Extrait du document -
Madame la Haute-Commissaire des Nations Unies aux droits de l’homme,

​Malgré la pandémie du COVID-19, qui a contraint le mouvement populaire à suspendre ses manifestations pacifiques, la répression continue à s’abattre sur les opposants, les activistes, les journalistes et médias indépendants afin de restreindre la libre circulation de l’information, plus d’une centaine de personnes ont été arrêté depuis la mi-mars 2020 (liste des détenus en pièce jointe).

Notez bien que les détenus n’ont en aucun cas utilisés ou appelés d’aucune manière à la violence, à la haine ou à l’intolérance ; ils ont été privés de leur liberté, pour avoir exercer leur droit à la liberté d’expression, d’opinions protestataires, dont leur droit à manifester pacifiquement, garanties par la constitution Algérienne et l’article 19 de la déclaration universelle des droits de l’homme et du pacte international relatif aux droits civils et politique tous ratifiés par l’Algérie.

Madame la Haute-Commissaire des Nations Unies aux droits de l’homme,

​​Nous attirons votre attention sur le manque de respect systématique des droits fondamentaux des manifestants incarcérés. Ces derniers, lors de leurs arrestations, sont victimes de sévices corporels, menaces et insultes, bien que notre pays soit signataire du Pacte international des Nations unies relatif aux droits civils et politiques dont l’article 10 stipule que « toute personne privée de sa liberté doit être traitée avec humanité et le respect de la dignité inhérente à la personne humaine ».
Nous attirons votre attention à la violation des droits juridiques des interpellé.e.s; atteintes au droit de la défense lors de la garde à vue : dont celle d’être assisté par un avocat, qui peut être de son choix ou commis d’office, de son droit d’être informé au moment de son arrestation, des raisons de cette arrestation, de son droit d’introduire un recours devant un tribunal afin que celui-ci statue sur la légalité de sa détention pendant la garde à vue ;

Les détentions provisoires des autorités qui « jettent» en prison sans juger, qui, lors de procès, accélèrent la programmation des affaires en appel pour garder les détenu.e.s en prison malgré le fait qu’ils aient purgé leur peine en première instance.

​​Rejet des demandes de report de l’affaire pour préparer la défense, en violation de l’article 56 de la constitution qui stipule que : » toute personne est présumée innocente jusqu’à l’établissement de sa culpabilité par une juridiction régulière dans le cadre d’un procès équitable lui assurant les garanties nécessaires à sa défense ». Et l’article 24.3 du pacte international relatif aux droits civils et politiques de 1966 (ratifiée par l’Algérie le 12 septembre 1989).

Des abus que le collectif d’avocats des détenus dénoncent en répondant par des boycotts, retrait de procès ou par des déclarations rendues public.

Consignes de travail -
**a)** D'après la lettre, dans quel but les autorités accélèrent-elles la programmation des affaires en appel ? Répondez en une à trois phrases.
**b)** Citez le passage de la lettre qui commence par "Les détentions provisoires" et se termine par "déclarations rendues public.".
Appuyez-vous uniquement sur la lettre pour répondre.

Jeu de données -
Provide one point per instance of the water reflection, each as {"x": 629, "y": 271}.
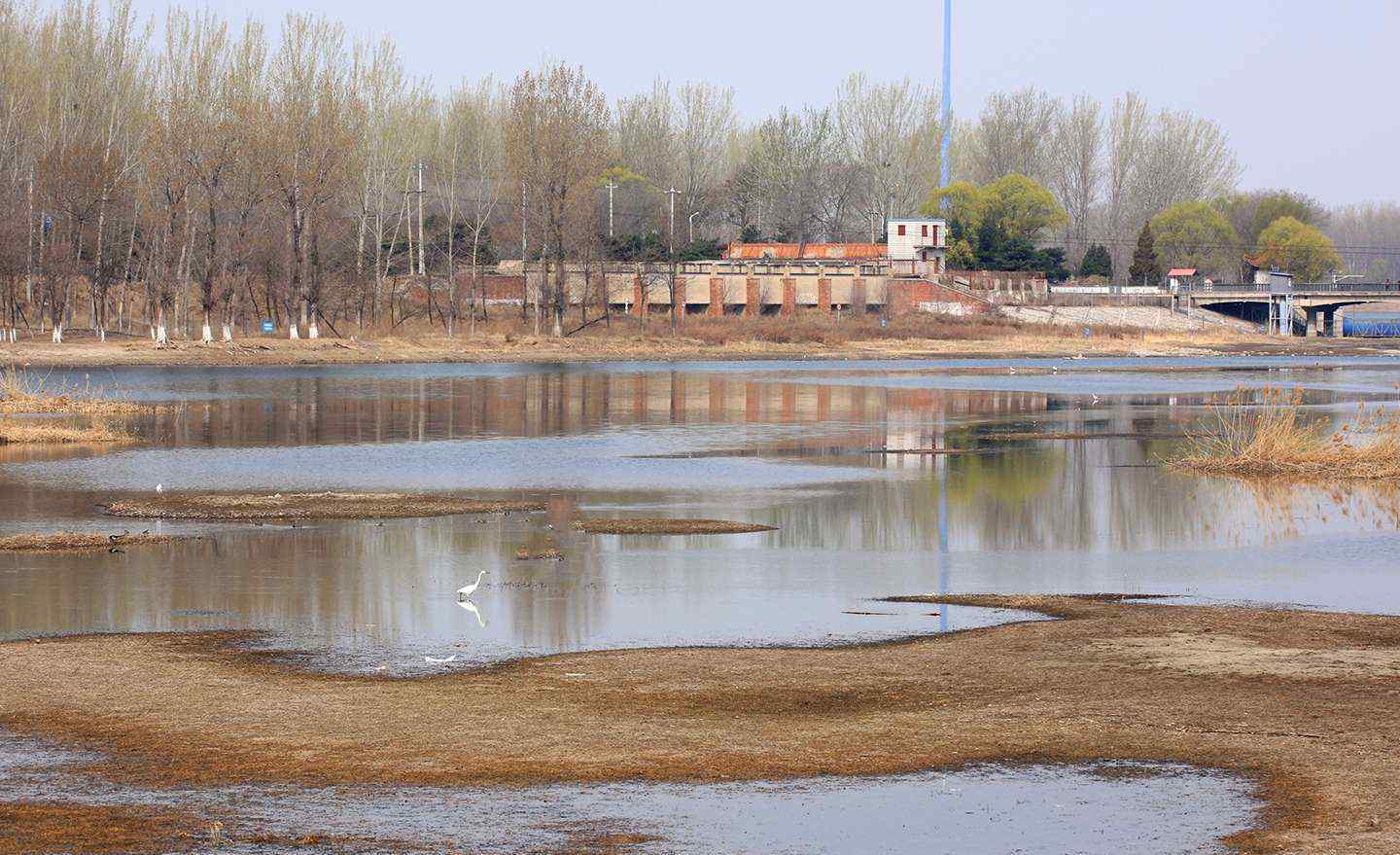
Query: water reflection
{"x": 788, "y": 445}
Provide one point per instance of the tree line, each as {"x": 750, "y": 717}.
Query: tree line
{"x": 222, "y": 174}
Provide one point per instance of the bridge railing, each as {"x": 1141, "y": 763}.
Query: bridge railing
{"x": 1310, "y": 288}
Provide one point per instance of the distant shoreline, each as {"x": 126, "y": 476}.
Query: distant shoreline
{"x": 330, "y": 350}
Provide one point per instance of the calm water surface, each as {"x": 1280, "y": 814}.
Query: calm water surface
{"x": 786, "y": 445}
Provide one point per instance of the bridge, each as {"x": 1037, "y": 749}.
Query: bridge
{"x": 1316, "y": 303}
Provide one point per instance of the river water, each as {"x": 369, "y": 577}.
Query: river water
{"x": 786, "y": 445}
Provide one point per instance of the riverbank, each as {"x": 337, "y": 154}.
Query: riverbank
{"x": 1302, "y": 702}
{"x": 661, "y": 345}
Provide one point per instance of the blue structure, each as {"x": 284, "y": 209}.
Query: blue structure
{"x": 948, "y": 89}
{"x": 1371, "y": 326}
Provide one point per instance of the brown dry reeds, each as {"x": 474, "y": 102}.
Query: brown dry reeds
{"x": 25, "y": 391}
{"x": 668, "y": 526}
{"x": 35, "y": 433}
{"x": 27, "y": 827}
{"x": 76, "y": 541}
{"x": 1279, "y": 439}
{"x": 304, "y": 506}
{"x": 1302, "y": 702}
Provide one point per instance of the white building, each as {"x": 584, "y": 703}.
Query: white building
{"x": 919, "y": 240}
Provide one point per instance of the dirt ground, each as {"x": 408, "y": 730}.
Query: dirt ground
{"x": 75, "y": 541}
{"x": 1302, "y": 702}
{"x": 651, "y": 346}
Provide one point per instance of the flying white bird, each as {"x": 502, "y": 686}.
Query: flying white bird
{"x": 471, "y": 588}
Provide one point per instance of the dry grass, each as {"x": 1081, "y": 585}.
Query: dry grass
{"x": 922, "y": 451}
{"x": 75, "y": 541}
{"x": 203, "y": 709}
{"x": 1279, "y": 439}
{"x": 25, "y": 391}
{"x": 547, "y": 552}
{"x": 27, "y": 827}
{"x": 807, "y": 334}
{"x": 301, "y": 506}
{"x": 15, "y": 432}
{"x": 668, "y": 526}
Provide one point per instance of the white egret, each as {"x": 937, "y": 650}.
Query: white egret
{"x": 471, "y": 588}
{"x": 471, "y": 607}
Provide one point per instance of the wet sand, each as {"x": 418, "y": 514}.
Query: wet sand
{"x": 668, "y": 526}
{"x": 1302, "y": 702}
{"x": 302, "y": 506}
{"x": 75, "y": 541}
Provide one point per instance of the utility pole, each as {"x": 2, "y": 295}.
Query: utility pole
{"x": 948, "y": 91}
{"x": 611, "y": 187}
{"x": 672, "y": 237}
{"x": 423, "y": 269}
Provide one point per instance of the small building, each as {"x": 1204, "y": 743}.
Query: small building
{"x": 1182, "y": 276}
{"x": 919, "y": 240}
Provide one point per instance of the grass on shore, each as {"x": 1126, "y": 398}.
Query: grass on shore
{"x": 301, "y": 506}
{"x": 29, "y": 393}
{"x": 76, "y": 541}
{"x": 1298, "y": 701}
{"x": 668, "y": 526}
{"x": 38, "y": 433}
{"x": 1279, "y": 439}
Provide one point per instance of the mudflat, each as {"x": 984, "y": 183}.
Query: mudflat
{"x": 1302, "y": 702}
{"x": 301, "y": 506}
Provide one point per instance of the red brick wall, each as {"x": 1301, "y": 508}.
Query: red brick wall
{"x": 904, "y": 296}
{"x": 858, "y": 296}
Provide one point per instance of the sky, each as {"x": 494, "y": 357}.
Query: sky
{"x": 1304, "y": 89}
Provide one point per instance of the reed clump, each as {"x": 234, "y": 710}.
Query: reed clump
{"x": 38, "y": 433}
{"x": 28, "y": 393}
{"x": 1278, "y": 438}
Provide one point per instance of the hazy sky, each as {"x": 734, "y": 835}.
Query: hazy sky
{"x": 1307, "y": 89}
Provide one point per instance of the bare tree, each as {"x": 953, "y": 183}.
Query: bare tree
{"x": 470, "y": 160}
{"x": 556, "y": 146}
{"x": 1014, "y": 135}
{"x": 891, "y": 135}
{"x": 1078, "y": 168}
{"x": 314, "y": 127}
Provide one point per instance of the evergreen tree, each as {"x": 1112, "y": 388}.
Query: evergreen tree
{"x": 1145, "y": 267}
{"x": 1097, "y": 263}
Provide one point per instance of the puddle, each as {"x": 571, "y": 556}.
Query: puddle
{"x": 1040, "y": 809}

Réponses numérotées -
**a)** Les autorités accélèrent la programmation des affaires en appel pour garder les détenus en prison, alors même qu'ils ont purgé leur peine en première instance.

**b)**
Les détentions provisoires des autorités qui « jettent» en prison sans juger, qui, lors de procès, accélèrent la programmation des affaires en appel pour garder les détenu.e.s en prison malgré le fait qu’ils aient purgé leur peine en première instance.

​​Rejet des demandes de report de l’affaire pour préparer la défense, en violation de l’article 56 de la constitution qui stipule que : » toute personne est présumée innocente jusqu’à l’établissement de sa culpabilité par une juridiction régulière dans le cadre d’un procès équitable lui assurant les garanties nécessaires à sa défense ». Et l’article 24.3 du pacte international relatif aux droits civils et politiques de 1966 (ratifiée par l’Algérie le 12 septembre 1989).

Des abus que le collectif d’avocats des détenus dénoncent en répondant par des boycotts, retrait de procès ou par des déclarations rendues public.